Write the next part of the account about Danny's thank-you card to Bob Ippolito, picking up after its last sentence.

**Supplied passage:**

◆ ◆ ◆

The following account has been slightly modified for the viewing public to protect the privacy of the individuals involved. I will only say that they are the kind of people who do not seek public notoriety for extraordinary deeds.
I recieved a forwarded email today from my sister. The original email was sent by someone I’ve known and respected all my life, and in the interest of privacy shall henceforth be called W.J. Calitrano. His son Danny has Cystic Fibrosis and the following story welled me up with tears in the middle of the work day and will no doubt send you to the Kleenex. When you’re finished reading, please visit CFF.ORG and make a donation, every gremmie should.

I cried today, uncontrollably, for about a half hour. They were tears of joy, and I don’t think I will be able to get any work done until I share that joy with you.
Earlier in the day I received a call from my dear friend (and former colleague) Bob Ippolito, himself near tears. He had just received a card from my son, Danny, who is sixteen. It was a thank-you card.
Truth be told, I had known that Bob would be receiving Danny’s card, because I had asked Danny to send it. I even bought the card for Danny, and I suggested some language that might be appropriate. However, I made Danny assure me that he would use only words that seemed right flowing from his pen, and I promised not to cramp his style by hovering nearby while he wrote — or even by reading the note, afterward. I kept those promises, leaving the room as Greg began to compose.
A few minutes later, Danny sought me out and handed me the card and envelope, already sealed and addressed to “Mr. Ippolito.” All I had to do was put a stamp on it and drop it in the mail.
The card thanked Bob for an extraordinarily generous contribution that he had just made to the Cystic Fibrosis Foundation. Bob had sent the contribution to me, to forward to the CF Foundation, as part of my own fundraising efforts: My wife Kathleen and I run an annual golf tournament to benefit the Foundation. We founded the event in 1989, shortly after Danny was diagnosed with CF.
Bob’s contribution last week was not the first that he had made to the CF Foundation through our event. Far from it, Bob has been a yearly contributor since the very inception of the event. Each year, of course, I have sent an “official” thank-you note. However, over the years I have become more and more been compelled to do something “extra” to thank Bob, not only because his contributions have been so generous but because — and I pray that Bob will not mind that I mention this — Bob has his own medical struggles. He does not have CF, but his illness, like CF, is debilitating, progressive, and life-threatening. He has multiple sclerosis.

◆ ◆ ◆

(Saved entries)
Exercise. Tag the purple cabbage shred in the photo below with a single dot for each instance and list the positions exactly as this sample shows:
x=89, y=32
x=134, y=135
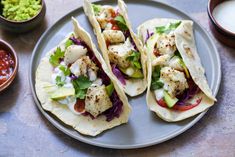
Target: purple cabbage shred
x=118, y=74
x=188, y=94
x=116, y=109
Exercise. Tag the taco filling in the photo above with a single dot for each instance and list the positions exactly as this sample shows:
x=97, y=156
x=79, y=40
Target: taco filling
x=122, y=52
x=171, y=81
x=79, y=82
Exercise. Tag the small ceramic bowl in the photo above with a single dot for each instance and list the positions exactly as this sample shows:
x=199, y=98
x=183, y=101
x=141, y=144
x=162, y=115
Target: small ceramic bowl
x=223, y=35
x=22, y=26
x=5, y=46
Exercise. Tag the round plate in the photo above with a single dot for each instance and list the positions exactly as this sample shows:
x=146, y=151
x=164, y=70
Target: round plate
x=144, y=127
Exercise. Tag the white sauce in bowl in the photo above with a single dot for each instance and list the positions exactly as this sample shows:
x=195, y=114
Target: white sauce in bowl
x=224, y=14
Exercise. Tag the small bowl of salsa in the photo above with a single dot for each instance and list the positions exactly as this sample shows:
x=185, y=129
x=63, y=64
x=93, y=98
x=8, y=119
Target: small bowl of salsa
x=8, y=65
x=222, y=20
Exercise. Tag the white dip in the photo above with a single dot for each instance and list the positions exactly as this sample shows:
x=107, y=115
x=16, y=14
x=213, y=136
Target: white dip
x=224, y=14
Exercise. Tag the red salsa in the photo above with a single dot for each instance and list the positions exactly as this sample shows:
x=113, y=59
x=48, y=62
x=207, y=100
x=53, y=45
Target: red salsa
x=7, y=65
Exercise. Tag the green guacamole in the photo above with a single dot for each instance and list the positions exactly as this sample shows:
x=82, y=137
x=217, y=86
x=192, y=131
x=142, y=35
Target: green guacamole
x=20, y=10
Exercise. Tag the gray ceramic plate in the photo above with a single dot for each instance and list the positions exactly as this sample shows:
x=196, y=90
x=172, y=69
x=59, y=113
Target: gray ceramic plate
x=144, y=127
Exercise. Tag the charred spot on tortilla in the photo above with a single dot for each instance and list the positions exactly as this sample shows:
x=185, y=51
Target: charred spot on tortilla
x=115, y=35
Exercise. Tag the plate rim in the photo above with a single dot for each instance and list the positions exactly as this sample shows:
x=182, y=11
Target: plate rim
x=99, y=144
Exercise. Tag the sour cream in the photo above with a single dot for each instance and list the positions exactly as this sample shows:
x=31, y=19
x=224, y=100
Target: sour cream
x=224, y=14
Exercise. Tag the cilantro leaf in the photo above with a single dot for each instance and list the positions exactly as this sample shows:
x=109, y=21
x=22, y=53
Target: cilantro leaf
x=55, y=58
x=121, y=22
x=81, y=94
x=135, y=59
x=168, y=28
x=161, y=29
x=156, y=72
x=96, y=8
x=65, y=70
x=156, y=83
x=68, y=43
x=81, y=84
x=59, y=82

◆ ◆ ◆

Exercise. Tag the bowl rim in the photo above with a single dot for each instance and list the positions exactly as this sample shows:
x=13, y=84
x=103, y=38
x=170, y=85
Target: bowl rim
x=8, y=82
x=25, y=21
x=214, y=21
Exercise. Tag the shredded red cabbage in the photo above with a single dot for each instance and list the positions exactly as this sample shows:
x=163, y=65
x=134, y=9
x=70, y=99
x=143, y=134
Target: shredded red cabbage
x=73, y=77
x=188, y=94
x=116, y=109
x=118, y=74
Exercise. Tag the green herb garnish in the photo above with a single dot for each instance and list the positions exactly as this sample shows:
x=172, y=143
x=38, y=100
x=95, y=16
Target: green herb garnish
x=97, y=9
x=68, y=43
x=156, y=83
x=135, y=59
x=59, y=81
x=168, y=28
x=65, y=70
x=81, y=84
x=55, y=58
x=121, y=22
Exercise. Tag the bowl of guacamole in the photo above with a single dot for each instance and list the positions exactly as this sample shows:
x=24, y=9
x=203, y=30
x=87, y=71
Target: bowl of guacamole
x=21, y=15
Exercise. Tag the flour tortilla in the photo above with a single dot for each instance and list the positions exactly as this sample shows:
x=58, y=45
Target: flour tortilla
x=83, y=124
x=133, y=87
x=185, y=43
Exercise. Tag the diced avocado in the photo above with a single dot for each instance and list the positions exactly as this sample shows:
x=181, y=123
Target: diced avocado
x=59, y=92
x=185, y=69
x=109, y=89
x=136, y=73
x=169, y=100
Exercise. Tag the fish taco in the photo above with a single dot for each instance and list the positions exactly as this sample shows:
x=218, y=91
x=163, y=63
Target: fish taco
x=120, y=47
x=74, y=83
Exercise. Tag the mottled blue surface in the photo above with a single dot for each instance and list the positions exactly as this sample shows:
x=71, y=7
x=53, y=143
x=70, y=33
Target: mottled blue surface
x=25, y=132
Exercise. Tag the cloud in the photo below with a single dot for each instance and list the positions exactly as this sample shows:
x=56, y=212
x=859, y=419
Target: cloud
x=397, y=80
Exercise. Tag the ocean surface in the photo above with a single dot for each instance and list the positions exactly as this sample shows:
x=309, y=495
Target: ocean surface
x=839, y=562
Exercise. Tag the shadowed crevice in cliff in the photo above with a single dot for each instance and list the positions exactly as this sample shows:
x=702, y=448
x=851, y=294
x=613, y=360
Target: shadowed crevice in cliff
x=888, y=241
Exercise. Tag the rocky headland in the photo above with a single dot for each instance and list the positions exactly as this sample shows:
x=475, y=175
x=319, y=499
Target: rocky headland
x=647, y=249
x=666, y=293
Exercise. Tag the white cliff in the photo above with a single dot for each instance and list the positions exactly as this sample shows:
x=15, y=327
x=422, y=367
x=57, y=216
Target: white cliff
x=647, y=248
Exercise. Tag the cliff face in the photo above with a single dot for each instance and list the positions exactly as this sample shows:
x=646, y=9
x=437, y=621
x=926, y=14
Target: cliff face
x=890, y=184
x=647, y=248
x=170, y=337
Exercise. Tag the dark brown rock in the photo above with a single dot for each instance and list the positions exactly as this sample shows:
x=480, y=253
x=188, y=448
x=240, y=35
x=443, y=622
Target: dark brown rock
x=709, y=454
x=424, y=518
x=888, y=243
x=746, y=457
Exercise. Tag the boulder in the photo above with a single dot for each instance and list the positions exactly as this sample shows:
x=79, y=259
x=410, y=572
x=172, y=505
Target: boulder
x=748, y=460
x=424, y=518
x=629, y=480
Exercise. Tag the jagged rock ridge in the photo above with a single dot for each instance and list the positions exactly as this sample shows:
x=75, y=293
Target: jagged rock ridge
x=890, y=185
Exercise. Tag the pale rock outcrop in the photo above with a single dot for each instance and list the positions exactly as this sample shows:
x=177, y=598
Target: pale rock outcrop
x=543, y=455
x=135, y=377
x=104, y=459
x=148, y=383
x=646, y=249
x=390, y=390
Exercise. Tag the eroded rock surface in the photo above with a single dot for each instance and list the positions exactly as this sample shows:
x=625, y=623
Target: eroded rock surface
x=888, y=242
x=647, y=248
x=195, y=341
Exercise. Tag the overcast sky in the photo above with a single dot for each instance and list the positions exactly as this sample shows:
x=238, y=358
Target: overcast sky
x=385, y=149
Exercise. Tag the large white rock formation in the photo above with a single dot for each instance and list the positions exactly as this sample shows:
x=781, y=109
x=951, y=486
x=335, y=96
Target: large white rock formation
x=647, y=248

◆ ◆ ◆

**Reply to the task:**
If memory serves, Bob was diagnosed with MS a few years after he had become a regular contributor to our golf tournament. He immediately became a prominent and effective fundraiser for the Multiple Sclerosis Society, and his success in coping with the disease and finding the time to devote to fundraising while a full workload (and that’s an understatement) as a labor attorney has been nothing short of inspirational. More inspirational, still, is the fact that Bob’s generosity in supporting the CF Foundation — and, I am sure (knowing Bob), other charitable organizations — has never waned. To the contrary, if anything, he has become more generous each year.
Last week, after receiving Bob’s latest contribution, I began to wonder whether there was any adequate way to express our appreciation. Sending him the standard thank-you note seemed wholly inaequate. I decided to write a special note, just for the occasion. It was the least I could do. In fact, I sensed immediately that it was not enough, which is why I asked Danny to write his own thank-you note. I reminded Danny that Bob has MS, and he accepted the assignment without a moment’s pause. I think he knew that Bob’s receipt of a handwritten note from Danny would convey to Bob the gratitude of the CF community far more effectively than had all sixteen of my earlier thank-you notes combined.
I felt wonderful hearing Bob’s voice this morning, before I realized that he was near tears; I was pleased that he should take that initiative. As the depth of emotion welling up in him became apparent, I was a bit embarrassed. Then something happened that added confusion to my embarrassment: He said that he was going to send “Danny’s contribution” to the MS Society right away.
Contribution? What contribution? Kathleen and I do contribute to the MS Society regularly (not nearly as generously as Bob contributes to “our” charity), but we send those contributions directly to the MS Society, not to Bob.
I asked Bob what he meant. Struggling to hold back the tears, he replied that Danny had enclosed $100 in the thank-you card.
“What do you mean? He put a check in the envelope? I didn’t tell him to do that!” My mind was racing, confused. I knew that Danny did not have his own checking account, and I couldn’t imagine that he would have signed his name on one of our checks; he’s not the kind of kid who would have done somethng like that without asking us. Perhaps Kathleen wrote out the check, I thought. But that didn’t make sense, either; she would have told me about it.
“No,” Bob replied: “Danny put $100 in cash in the envelope.”
Silence, first. But then rays of possibility began shining through cracks in my incredulity. Danny was a generous kid, after all. And he had just recently said that he had saved up about $100, which he kept in his room. (Indeed, I had been thinking that, at 16, Danny should probably have a bank account, and I figured his $100 in savings would be enough to get started. It would be cute to take him to the bank and watch him hand up his stash to the bank officer or teller.)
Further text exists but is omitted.